**DESCRIPTION OF THE TASK**
Substitute "place a marker" for every "set a pin" in these lines, keep everything else unchanged, and leave the pictures out of your answer.

**EXCERPTED RECORDS**
····················
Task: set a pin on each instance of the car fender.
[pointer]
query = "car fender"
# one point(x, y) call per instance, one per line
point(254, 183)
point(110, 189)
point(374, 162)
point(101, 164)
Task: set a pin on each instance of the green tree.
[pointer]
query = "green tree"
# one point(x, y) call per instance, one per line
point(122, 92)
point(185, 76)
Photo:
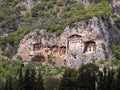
····················
**SOLUTION BELOW**
Task: place a marker on each instance of the car fender.
[pointer]
query = "car fender"
# one point(x, y) call per instance, one per line
point(254, 183)
point(110, 189)
point(374, 162)
point(101, 164)
Task: place a marker on each instance of the green tree.
[pointer]
query = "green tree"
# one point(x, y) call per instance, one per line
point(122, 92)
point(185, 76)
Photo:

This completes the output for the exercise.